#### Aim
Print all of the data exactly.

--- START Data excerpts ---

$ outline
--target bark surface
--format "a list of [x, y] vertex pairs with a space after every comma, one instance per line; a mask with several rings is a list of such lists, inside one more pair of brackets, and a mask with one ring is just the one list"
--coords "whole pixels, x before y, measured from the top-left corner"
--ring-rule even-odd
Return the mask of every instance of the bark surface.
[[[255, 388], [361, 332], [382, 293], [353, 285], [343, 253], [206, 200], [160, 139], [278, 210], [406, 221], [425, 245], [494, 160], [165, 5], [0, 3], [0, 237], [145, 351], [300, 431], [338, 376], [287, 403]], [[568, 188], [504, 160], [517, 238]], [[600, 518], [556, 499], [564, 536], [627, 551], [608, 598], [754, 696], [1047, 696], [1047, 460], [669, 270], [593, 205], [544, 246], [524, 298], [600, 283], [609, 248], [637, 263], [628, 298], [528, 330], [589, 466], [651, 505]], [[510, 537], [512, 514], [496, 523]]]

--- END Data excerpts ---

#### Solution to this problem
$ outline
--target bark surface
--format "a list of [x, y] vertex pairs with a space after every comma, one instance per line; a mask with several rings is a list of such lists, inside one more pair of brackets, and a mask with one ring is just the one list"
--coords "whole pixels, x before y, measured from the top-left corner"
--ring-rule even-odd
Return the mask of every instance of the bark surface.
[[[255, 388], [361, 332], [382, 293], [353, 285], [343, 253], [206, 200], [160, 139], [278, 210], [406, 221], [425, 245], [494, 160], [165, 5], [0, 3], [0, 237], [145, 351], [300, 431], [338, 376], [287, 403]], [[568, 188], [504, 160], [517, 238]], [[600, 518], [556, 499], [564, 536], [627, 551], [608, 598], [754, 696], [1047, 696], [1047, 460], [669, 270], [593, 205], [544, 246], [524, 298], [600, 283], [609, 248], [637, 263], [628, 298], [528, 330], [589, 466], [651, 505]], [[510, 537], [512, 514], [496, 523]]]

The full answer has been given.